Task data:

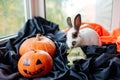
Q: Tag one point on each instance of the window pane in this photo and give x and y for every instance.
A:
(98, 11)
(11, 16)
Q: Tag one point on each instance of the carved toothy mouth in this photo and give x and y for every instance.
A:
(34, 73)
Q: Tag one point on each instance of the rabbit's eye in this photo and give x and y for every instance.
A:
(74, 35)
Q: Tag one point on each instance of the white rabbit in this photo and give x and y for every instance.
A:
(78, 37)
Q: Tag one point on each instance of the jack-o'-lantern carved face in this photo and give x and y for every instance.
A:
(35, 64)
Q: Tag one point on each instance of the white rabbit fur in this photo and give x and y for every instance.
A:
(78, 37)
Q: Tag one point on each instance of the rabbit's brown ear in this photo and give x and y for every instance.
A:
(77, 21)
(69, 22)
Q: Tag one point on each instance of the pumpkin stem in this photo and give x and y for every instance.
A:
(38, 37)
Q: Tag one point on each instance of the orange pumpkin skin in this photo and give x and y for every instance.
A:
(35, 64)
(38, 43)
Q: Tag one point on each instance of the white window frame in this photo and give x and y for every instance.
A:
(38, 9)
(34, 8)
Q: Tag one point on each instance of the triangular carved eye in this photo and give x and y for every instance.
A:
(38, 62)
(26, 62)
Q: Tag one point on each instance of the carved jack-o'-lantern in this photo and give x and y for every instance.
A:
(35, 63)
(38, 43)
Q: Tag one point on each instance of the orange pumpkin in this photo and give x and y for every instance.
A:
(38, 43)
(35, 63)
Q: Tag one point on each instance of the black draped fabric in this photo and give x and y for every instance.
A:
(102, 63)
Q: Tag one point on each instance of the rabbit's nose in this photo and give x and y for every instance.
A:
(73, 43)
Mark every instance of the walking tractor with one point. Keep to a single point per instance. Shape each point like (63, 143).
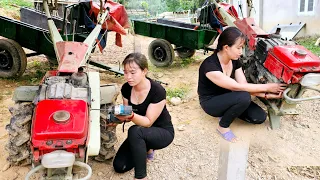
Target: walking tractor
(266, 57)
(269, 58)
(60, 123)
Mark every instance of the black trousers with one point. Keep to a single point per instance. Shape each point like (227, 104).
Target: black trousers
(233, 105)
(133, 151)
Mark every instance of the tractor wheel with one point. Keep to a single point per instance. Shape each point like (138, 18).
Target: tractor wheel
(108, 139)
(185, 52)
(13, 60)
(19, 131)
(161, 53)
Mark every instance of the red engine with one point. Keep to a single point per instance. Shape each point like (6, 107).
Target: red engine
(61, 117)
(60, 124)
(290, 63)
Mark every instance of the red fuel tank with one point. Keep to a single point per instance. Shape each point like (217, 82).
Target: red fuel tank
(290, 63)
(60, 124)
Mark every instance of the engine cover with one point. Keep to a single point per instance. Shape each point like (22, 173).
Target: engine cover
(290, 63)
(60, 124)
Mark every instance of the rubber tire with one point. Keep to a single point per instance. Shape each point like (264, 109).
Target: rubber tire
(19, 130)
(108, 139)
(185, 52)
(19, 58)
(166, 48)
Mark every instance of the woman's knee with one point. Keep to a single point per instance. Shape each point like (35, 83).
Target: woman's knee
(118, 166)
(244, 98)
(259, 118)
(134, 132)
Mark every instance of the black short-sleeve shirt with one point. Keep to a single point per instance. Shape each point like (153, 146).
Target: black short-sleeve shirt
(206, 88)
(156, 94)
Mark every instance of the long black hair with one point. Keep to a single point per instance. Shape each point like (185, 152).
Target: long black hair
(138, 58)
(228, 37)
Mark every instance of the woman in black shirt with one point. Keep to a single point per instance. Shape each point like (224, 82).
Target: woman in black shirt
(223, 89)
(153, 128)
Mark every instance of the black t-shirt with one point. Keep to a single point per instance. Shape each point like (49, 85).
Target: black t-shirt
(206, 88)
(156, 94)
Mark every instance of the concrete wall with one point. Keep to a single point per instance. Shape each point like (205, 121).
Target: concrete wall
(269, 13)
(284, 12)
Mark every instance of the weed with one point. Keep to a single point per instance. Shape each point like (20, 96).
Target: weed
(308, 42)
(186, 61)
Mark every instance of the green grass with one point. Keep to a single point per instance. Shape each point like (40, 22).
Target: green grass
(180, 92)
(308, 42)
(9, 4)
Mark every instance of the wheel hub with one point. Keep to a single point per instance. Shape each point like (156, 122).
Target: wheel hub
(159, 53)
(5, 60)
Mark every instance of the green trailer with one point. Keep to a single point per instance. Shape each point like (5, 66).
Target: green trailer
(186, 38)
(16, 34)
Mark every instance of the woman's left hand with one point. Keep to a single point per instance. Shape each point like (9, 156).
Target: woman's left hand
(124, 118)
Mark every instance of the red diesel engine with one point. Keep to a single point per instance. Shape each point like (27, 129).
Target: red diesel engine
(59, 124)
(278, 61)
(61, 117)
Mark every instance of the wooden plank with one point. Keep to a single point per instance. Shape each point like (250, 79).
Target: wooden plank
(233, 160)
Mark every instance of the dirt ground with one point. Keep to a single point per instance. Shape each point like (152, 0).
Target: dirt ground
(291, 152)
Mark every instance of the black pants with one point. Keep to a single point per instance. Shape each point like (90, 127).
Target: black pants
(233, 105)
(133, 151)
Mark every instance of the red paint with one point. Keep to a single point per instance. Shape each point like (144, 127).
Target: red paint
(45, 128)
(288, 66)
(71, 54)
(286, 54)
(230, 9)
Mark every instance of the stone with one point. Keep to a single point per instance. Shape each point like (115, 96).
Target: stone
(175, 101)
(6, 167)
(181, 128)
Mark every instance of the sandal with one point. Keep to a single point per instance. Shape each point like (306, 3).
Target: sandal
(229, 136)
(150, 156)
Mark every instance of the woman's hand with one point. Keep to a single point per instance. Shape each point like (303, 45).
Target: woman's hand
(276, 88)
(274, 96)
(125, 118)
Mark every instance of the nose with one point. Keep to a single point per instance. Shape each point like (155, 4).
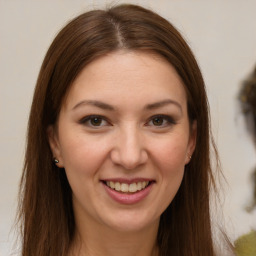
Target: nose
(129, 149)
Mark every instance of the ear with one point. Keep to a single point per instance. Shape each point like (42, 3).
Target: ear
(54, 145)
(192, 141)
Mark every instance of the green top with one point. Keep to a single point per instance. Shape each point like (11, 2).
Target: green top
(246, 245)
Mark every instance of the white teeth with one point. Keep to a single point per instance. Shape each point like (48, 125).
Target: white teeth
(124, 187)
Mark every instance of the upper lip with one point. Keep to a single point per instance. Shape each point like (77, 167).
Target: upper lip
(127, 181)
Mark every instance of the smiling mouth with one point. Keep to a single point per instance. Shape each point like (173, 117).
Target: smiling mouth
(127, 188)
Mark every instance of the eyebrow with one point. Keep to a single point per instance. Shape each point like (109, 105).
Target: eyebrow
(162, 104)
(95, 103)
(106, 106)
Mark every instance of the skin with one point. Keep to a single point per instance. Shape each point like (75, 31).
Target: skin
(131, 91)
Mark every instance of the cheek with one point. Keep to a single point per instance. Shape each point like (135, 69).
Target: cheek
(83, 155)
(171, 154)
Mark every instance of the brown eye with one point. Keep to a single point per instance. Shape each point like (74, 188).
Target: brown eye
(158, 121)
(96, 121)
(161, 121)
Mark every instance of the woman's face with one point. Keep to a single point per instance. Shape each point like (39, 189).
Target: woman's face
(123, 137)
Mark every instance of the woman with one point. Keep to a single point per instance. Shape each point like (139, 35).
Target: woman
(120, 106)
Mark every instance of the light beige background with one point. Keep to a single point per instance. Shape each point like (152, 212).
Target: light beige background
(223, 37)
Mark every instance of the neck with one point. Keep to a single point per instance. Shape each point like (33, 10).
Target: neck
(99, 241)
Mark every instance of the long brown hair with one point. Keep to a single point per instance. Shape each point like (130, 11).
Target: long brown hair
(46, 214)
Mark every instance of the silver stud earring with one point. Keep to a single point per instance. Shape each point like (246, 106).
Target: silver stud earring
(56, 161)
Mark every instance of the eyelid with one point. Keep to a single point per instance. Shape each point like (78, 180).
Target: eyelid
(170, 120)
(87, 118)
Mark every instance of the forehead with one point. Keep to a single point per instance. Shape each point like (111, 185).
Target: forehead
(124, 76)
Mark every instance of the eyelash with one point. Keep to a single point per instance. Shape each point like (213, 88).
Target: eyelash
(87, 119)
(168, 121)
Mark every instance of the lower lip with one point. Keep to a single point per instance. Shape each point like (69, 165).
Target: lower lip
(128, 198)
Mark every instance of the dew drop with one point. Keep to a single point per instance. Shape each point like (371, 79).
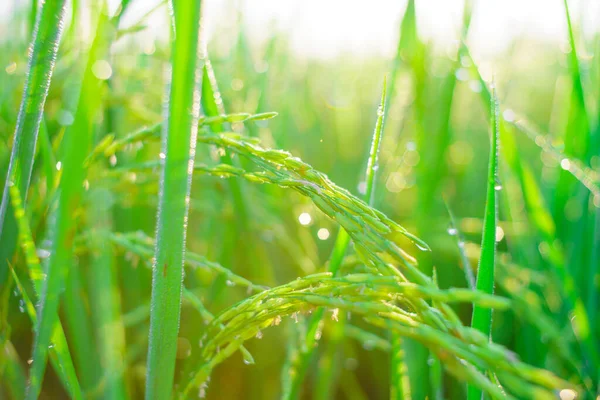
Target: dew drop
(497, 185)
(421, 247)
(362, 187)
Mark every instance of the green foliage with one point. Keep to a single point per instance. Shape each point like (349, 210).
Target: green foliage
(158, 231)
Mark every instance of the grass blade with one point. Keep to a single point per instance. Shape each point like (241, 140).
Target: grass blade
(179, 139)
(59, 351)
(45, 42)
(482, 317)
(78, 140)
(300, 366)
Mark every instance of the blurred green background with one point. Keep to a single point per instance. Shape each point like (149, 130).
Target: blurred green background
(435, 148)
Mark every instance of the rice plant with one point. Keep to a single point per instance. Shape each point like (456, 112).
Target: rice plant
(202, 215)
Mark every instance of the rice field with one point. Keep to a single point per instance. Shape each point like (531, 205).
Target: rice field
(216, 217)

Requirement:
Find each line holding the string "jack" in the listing above, then copy it.

Response to this exercise:
Q: Tag one point on each instance of the jack-o'-lantern carved face in this photo and give x and y for every instance.
Q: Tag one point on each instance of the carved jack-o'-lantern in this photo and give x and y for every instance.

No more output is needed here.